Work required: Beginning at the line that contains "Query: blue sky", write out each remaining line of the entries below exactly as it stands.

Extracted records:
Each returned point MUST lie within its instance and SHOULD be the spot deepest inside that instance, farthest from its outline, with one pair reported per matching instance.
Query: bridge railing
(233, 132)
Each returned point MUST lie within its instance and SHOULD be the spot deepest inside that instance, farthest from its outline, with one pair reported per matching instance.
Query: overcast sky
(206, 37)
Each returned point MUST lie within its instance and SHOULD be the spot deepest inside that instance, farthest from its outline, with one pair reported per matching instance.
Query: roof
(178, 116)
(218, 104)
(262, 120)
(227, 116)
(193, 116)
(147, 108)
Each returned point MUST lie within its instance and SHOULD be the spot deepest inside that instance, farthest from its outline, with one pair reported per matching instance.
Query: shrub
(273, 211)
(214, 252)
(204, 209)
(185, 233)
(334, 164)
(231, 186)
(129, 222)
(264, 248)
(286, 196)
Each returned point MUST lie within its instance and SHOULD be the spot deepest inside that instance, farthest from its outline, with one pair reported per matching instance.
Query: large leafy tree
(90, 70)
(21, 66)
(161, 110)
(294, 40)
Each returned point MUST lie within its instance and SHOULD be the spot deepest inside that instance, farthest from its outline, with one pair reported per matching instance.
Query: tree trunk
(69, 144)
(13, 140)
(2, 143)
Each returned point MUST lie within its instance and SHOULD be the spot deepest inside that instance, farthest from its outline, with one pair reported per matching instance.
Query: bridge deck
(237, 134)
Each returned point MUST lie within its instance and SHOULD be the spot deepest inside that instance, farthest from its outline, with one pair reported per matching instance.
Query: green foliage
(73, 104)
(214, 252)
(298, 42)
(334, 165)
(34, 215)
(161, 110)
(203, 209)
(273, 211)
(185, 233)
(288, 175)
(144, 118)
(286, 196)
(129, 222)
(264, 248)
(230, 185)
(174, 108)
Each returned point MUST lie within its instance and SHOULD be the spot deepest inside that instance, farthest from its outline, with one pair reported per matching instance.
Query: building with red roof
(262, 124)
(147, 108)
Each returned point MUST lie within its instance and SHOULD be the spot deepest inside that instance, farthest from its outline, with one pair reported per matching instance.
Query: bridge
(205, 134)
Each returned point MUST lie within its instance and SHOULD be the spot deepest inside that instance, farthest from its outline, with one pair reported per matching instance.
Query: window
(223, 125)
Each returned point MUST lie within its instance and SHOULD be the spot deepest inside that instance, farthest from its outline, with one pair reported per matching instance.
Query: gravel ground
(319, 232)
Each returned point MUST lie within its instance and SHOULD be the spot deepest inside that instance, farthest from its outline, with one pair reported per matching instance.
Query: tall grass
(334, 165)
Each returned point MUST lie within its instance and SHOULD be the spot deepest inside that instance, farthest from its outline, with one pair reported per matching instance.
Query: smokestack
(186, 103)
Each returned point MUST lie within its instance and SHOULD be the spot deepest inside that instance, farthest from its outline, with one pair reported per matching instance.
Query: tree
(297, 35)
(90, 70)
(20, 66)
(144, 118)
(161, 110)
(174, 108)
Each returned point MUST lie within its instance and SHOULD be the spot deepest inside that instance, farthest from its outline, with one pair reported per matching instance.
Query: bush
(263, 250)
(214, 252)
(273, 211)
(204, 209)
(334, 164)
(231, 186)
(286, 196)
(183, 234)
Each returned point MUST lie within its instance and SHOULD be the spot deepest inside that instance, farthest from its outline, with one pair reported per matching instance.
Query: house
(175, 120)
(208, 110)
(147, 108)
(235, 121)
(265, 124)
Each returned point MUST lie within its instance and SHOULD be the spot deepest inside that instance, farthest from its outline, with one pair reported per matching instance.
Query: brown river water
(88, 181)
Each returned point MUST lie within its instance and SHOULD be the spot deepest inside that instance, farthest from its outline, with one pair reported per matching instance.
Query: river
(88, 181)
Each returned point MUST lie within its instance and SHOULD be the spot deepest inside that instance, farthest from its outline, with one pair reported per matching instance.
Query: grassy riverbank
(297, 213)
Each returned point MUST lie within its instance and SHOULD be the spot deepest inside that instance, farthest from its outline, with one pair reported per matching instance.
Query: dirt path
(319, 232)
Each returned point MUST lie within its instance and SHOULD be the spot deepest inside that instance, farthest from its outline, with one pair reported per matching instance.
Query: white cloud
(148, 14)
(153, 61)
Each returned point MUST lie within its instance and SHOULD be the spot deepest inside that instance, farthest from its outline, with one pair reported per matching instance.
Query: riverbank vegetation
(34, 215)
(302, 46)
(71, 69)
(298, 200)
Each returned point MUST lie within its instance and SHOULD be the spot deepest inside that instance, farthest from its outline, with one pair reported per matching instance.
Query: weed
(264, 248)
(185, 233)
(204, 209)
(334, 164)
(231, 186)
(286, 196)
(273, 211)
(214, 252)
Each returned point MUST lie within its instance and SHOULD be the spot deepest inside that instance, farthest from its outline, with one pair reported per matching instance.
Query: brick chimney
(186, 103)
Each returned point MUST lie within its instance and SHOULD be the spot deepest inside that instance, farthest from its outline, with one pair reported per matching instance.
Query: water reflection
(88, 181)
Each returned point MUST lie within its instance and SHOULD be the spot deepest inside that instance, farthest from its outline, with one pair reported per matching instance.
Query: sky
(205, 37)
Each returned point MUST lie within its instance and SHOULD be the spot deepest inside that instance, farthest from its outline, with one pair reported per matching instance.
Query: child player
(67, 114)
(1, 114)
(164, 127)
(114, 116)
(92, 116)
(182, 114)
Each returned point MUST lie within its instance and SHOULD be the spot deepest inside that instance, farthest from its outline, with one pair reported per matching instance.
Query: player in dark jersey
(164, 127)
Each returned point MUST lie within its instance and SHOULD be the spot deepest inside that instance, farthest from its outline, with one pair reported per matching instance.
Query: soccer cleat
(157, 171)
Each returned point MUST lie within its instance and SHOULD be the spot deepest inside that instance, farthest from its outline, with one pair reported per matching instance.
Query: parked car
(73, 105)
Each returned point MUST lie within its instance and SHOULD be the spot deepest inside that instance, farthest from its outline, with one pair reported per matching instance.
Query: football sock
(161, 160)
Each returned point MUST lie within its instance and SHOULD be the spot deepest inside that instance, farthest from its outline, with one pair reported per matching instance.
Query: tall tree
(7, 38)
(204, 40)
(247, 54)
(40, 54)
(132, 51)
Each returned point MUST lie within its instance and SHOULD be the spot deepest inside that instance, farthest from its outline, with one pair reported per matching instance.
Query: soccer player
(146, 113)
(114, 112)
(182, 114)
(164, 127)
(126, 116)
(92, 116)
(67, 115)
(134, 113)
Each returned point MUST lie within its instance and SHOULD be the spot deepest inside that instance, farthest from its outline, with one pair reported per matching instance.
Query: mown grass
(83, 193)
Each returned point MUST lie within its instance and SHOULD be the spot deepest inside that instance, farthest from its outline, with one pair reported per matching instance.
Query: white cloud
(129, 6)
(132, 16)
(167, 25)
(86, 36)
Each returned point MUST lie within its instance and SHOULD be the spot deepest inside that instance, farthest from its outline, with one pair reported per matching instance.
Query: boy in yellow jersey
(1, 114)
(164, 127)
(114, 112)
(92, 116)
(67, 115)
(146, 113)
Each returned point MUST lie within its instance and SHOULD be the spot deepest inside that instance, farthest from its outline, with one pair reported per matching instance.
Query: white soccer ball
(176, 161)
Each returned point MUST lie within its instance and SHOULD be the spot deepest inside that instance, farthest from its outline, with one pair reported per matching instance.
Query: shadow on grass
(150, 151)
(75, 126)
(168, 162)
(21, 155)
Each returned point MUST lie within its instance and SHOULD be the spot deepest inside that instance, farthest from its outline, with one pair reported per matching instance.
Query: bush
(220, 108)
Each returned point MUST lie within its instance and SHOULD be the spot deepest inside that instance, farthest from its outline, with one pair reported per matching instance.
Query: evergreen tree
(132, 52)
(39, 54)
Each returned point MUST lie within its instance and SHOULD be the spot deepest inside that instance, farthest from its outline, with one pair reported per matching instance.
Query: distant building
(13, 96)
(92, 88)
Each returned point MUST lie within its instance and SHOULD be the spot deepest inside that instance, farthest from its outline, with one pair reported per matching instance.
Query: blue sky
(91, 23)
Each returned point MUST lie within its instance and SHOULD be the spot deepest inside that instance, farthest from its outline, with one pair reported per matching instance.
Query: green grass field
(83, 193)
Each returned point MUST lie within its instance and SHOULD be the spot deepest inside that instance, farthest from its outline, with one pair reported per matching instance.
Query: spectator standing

Solved exercise:
Query: blue sky
(91, 23)
Each returned point MUST lie within its instance and SHOULD be the spot deepest inside that instance, farthest from its outline, with one pair reported per matching instance.
Query: green grass field
(83, 193)
Each returned point MUST lie within its instance and SHOULD be the spot deepest inside that instance, farthest from its outline, with one pair reported per matching instance.
Query: spectator standing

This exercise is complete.